» Records provided:

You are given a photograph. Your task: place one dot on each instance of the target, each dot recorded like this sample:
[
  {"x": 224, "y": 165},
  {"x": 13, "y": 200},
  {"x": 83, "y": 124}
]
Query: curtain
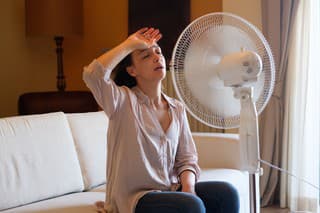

» Task to complete:
Exclude the pictures and repeat the entries word for word.

» Response for this exercise:
You are given a photograph. Your task: place one dot on each instance of the target, each dot recorded like this sample:
[
  {"x": 224, "y": 165},
  {"x": 13, "y": 200},
  {"x": 83, "y": 124}
]
Query: curtain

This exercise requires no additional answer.